■ Task description
Entries follow. Return each line that contains the word "room".

■ Provided data

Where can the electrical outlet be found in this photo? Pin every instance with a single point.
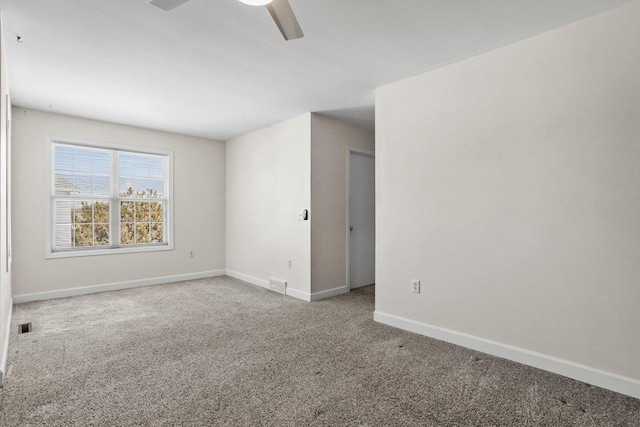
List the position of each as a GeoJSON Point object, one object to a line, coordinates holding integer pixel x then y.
{"type": "Point", "coordinates": [415, 286]}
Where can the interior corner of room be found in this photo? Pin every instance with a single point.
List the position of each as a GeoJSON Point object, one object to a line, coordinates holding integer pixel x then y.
{"type": "Point", "coordinates": [494, 206]}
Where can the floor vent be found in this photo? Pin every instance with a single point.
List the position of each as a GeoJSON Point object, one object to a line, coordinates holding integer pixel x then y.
{"type": "Point", "coordinates": [23, 328]}
{"type": "Point", "coordinates": [277, 285]}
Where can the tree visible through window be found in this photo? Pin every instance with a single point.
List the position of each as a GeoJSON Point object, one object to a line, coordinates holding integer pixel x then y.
{"type": "Point", "coordinates": [104, 198]}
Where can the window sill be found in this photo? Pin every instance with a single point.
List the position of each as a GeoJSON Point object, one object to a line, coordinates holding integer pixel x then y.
{"type": "Point", "coordinates": [110, 251]}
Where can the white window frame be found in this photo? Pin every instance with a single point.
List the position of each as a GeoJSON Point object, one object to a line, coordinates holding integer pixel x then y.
{"type": "Point", "coordinates": [114, 211]}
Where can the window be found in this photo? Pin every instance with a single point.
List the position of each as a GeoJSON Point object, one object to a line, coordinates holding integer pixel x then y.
{"type": "Point", "coordinates": [107, 200]}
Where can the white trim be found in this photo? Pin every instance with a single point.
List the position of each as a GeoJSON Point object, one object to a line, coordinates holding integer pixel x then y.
{"type": "Point", "coordinates": [249, 279]}
{"type": "Point", "coordinates": [586, 374]}
{"type": "Point", "coordinates": [316, 296]}
{"type": "Point", "coordinates": [304, 296]}
{"type": "Point", "coordinates": [63, 293]}
{"type": "Point", "coordinates": [5, 348]}
{"type": "Point", "coordinates": [352, 150]}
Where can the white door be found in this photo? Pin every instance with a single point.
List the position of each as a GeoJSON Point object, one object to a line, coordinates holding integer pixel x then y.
{"type": "Point", "coordinates": [362, 219]}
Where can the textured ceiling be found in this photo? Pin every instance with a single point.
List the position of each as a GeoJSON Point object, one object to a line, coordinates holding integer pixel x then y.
{"type": "Point", "coordinates": [220, 68]}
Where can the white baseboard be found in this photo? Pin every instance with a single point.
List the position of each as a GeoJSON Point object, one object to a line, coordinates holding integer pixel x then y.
{"type": "Point", "coordinates": [63, 293]}
{"type": "Point", "coordinates": [304, 296]}
{"type": "Point", "coordinates": [265, 284]}
{"type": "Point", "coordinates": [248, 279]}
{"type": "Point", "coordinates": [316, 296]}
{"type": "Point", "coordinates": [610, 381]}
{"type": "Point", "coordinates": [5, 348]}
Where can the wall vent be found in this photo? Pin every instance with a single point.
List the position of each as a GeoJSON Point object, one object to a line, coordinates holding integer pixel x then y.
{"type": "Point", "coordinates": [23, 328]}
{"type": "Point", "coordinates": [277, 285]}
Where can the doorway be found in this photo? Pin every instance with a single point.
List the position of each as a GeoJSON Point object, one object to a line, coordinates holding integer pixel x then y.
{"type": "Point", "coordinates": [361, 218]}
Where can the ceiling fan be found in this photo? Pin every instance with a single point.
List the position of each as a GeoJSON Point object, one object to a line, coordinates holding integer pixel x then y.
{"type": "Point", "coordinates": [280, 11]}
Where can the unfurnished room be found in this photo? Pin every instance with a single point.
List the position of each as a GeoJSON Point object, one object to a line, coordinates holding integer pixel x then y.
{"type": "Point", "coordinates": [319, 213]}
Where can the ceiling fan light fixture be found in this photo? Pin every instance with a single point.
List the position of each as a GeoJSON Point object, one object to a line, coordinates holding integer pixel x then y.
{"type": "Point", "coordinates": [256, 2]}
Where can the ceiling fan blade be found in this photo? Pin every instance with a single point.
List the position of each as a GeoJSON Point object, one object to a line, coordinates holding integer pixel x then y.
{"type": "Point", "coordinates": [167, 4]}
{"type": "Point", "coordinates": [286, 21]}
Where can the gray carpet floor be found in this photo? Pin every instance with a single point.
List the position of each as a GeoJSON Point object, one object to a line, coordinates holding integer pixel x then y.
{"type": "Point", "coordinates": [222, 352]}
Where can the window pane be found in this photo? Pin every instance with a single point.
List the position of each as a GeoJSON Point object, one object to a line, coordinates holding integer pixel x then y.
{"type": "Point", "coordinates": [101, 212]}
{"type": "Point", "coordinates": [83, 212]}
{"type": "Point", "coordinates": [157, 211]}
{"type": "Point", "coordinates": [81, 223]}
{"type": "Point", "coordinates": [127, 234]}
{"type": "Point", "coordinates": [63, 157]}
{"type": "Point", "coordinates": [82, 184]}
{"type": "Point", "coordinates": [126, 187]}
{"type": "Point", "coordinates": [82, 160]}
{"type": "Point", "coordinates": [101, 185]}
{"type": "Point", "coordinates": [126, 165]}
{"type": "Point", "coordinates": [84, 234]}
{"type": "Point", "coordinates": [142, 233]}
{"type": "Point", "coordinates": [127, 211]}
{"type": "Point", "coordinates": [156, 167]}
{"type": "Point", "coordinates": [156, 188]}
{"type": "Point", "coordinates": [157, 234]}
{"type": "Point", "coordinates": [82, 188]}
{"type": "Point", "coordinates": [141, 167]}
{"type": "Point", "coordinates": [81, 171]}
{"type": "Point", "coordinates": [142, 211]}
{"type": "Point", "coordinates": [101, 163]}
{"type": "Point", "coordinates": [63, 184]}
{"type": "Point", "coordinates": [101, 234]}
{"type": "Point", "coordinates": [141, 186]}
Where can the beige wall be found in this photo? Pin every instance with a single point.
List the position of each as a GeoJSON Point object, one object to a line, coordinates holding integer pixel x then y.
{"type": "Point", "coordinates": [329, 141]}
{"type": "Point", "coordinates": [268, 182]}
{"type": "Point", "coordinates": [5, 244]}
{"type": "Point", "coordinates": [199, 181]}
{"type": "Point", "coordinates": [509, 185]}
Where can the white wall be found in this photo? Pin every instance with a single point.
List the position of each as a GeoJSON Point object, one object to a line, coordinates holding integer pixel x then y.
{"type": "Point", "coordinates": [199, 185]}
{"type": "Point", "coordinates": [5, 243]}
{"type": "Point", "coordinates": [268, 182]}
{"type": "Point", "coordinates": [509, 185]}
{"type": "Point", "coordinates": [329, 141]}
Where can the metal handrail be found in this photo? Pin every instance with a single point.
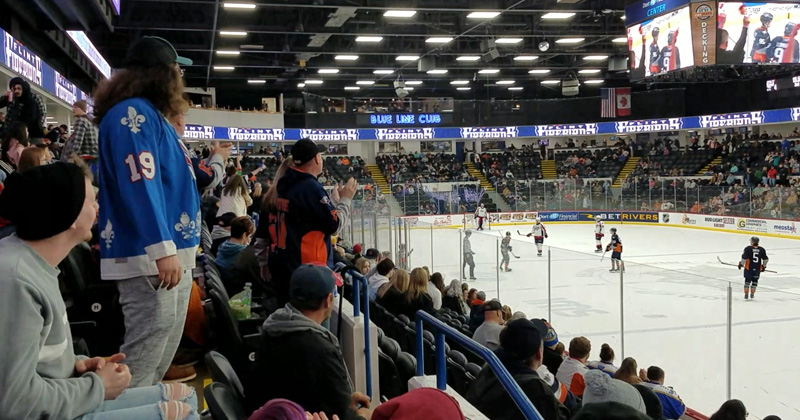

■ Answer to the exercise
Where can the interior corner of room be found in this photo? Pin every instance with a single point.
Where can the unfurnished room be found in this photo? Pin every instance with a single point.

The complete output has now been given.